> _TASK TO CARRY OUT_
Transcribe the records that follow exactly. Skip the pictures.

Natural-language object grounding data
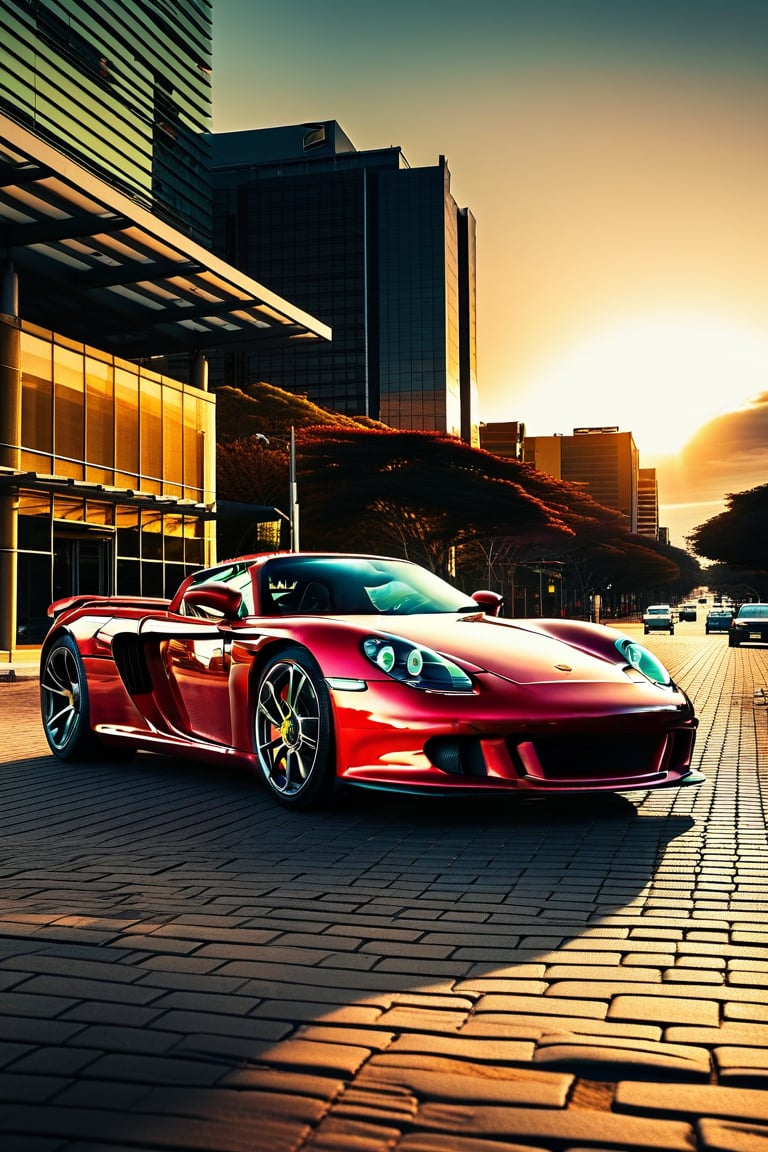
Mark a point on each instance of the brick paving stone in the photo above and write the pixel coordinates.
(447, 1142)
(663, 1009)
(567, 1127)
(472, 1085)
(724, 1136)
(531, 1024)
(614, 1058)
(692, 1100)
(743, 1033)
(742, 1067)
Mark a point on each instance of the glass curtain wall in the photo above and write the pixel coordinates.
(101, 422)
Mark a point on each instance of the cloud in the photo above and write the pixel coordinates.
(727, 454)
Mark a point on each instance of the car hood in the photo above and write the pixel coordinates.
(518, 651)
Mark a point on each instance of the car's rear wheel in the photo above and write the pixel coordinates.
(294, 730)
(63, 702)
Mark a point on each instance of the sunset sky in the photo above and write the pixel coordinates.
(615, 157)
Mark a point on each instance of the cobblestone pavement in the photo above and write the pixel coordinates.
(184, 965)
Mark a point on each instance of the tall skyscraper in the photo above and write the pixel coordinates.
(378, 250)
(647, 502)
(123, 88)
(107, 470)
(602, 460)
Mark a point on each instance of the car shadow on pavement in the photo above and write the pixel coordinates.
(167, 930)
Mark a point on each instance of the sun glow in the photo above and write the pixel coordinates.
(659, 376)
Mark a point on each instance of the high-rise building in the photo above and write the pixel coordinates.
(378, 250)
(503, 438)
(647, 502)
(602, 460)
(123, 88)
(106, 455)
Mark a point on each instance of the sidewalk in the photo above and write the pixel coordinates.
(184, 965)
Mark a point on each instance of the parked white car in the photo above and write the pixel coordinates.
(658, 618)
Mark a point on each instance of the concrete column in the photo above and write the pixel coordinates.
(200, 371)
(10, 429)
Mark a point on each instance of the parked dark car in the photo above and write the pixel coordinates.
(750, 623)
(719, 620)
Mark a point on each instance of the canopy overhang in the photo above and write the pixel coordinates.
(97, 267)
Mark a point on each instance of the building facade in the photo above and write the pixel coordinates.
(602, 460)
(107, 478)
(123, 88)
(378, 250)
(503, 438)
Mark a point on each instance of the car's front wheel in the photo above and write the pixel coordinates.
(294, 730)
(65, 703)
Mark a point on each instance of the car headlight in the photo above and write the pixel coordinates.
(416, 666)
(643, 661)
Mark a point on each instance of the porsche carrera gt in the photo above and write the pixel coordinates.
(319, 671)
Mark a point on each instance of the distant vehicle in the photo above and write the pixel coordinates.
(750, 623)
(719, 620)
(658, 618)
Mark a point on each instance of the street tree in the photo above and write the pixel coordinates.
(736, 537)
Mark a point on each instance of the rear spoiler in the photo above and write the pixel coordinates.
(104, 601)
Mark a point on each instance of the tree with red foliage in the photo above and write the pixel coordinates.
(418, 494)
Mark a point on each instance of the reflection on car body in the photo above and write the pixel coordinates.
(317, 671)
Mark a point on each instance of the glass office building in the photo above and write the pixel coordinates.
(122, 86)
(109, 304)
(378, 250)
(113, 489)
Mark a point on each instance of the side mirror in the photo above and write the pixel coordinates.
(218, 598)
(489, 601)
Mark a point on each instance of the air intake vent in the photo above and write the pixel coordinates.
(128, 652)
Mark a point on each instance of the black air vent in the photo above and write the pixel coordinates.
(128, 652)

> _EXERCISE OUTPUT_
Mark a point on each instance of the brick paving stone in the photo above and write the pixel coordinates.
(447, 1142)
(663, 1009)
(567, 1127)
(472, 1085)
(724, 1136)
(531, 1024)
(614, 1058)
(692, 1100)
(743, 1033)
(742, 1067)
Mark a point on each instance of the glass curtain wall in the photo above and write the pixel coordinates.
(101, 422)
Mark a point on each instance of the cloud in the photo above and write the pixel coordinates.
(727, 454)
Mark a point on each instance of the car hood in the photo above and write the pixel coordinates.
(518, 651)
Mark a point on each instance of the car's rear wheel in the photo above and write the pixel coordinates.
(294, 730)
(63, 702)
Mark a point on each instance of the sunset sky in the photo above and write the pixel coordinates.
(615, 157)
Mark a point on each instance of the cobblestone pavement in the photo above and write the pixel coordinates.
(184, 965)
Mark a point on each instance of the tall skyscraper in the photo above and write the pixel coordinates.
(378, 250)
(647, 502)
(123, 88)
(107, 470)
(602, 460)
Mark a point on each instance of the car shadow on pavement in the photo above and write the pixel coordinates.
(167, 930)
Mark a point on each instance of the sun glow in the photo above and write the pixel coordinates.
(659, 376)
Mark a point on each instance of the high-rise building in the photo above and write the pixel coordinates.
(378, 250)
(503, 438)
(647, 502)
(602, 460)
(123, 88)
(106, 455)
Mark a point on each instance of the sidewalk in the photo above and write the pixel coordinates.
(184, 965)
Mark a point on each instance of the parked white car in the photo above and write the pixel coordinates.
(658, 618)
Mark a point on each instance of the concrete column in the photo above and write the pixel coordinates.
(200, 371)
(10, 429)
Mark a point on each instance of the parked dark car in the photo above and write the pixel coordinates.
(750, 623)
(719, 620)
Mark a point on each instance of the canopy overhang in the photo above and write the pixel coordinates.
(97, 267)
Mark a point on each instance of the building facade in the photo above and write the pixel coordinates.
(602, 460)
(107, 478)
(123, 88)
(378, 250)
(503, 438)
Mark a point on each instance of the car's front wheel in the photo above and write the pixel coordinates.
(294, 730)
(65, 703)
Mark a point on each instance of the car headlight in the photo above and write the pixel coordinates.
(416, 666)
(643, 661)
Mark a point on each instance of the porsche carrera gt in the photo above and write the pixel coordinates.
(319, 671)
Mark a point on each instance of the distant vehicle in the photo above and write the pixel coordinates.
(750, 623)
(719, 620)
(658, 618)
Mark a point on each instance of the street tree in the photo above and write the pixel coordinates.
(736, 537)
Mark a point on each instance of the rear spoiler in the photo above and write the pixel coordinates.
(104, 601)
Mark a point on each instance of the tree with red foliage in the photo above and write the pixel coordinates.
(418, 494)
Mark a point on each instance of the reflection on car body in the photo above and write the pixel coordinates.
(317, 671)
Mark a point on each instance of the glass office building in the photo above and write the pixel coordinates.
(122, 86)
(109, 304)
(378, 250)
(113, 489)
Mark a point on each instance of the side mirror in the photo above and write the pixel coordinates.
(218, 598)
(489, 601)
Mark a point on each instance of the air intake vent in the photo above and write the pixel coordinates.
(128, 652)
Mark a point on each instance of the black air vent in the photo above and write the pixel coordinates.
(128, 652)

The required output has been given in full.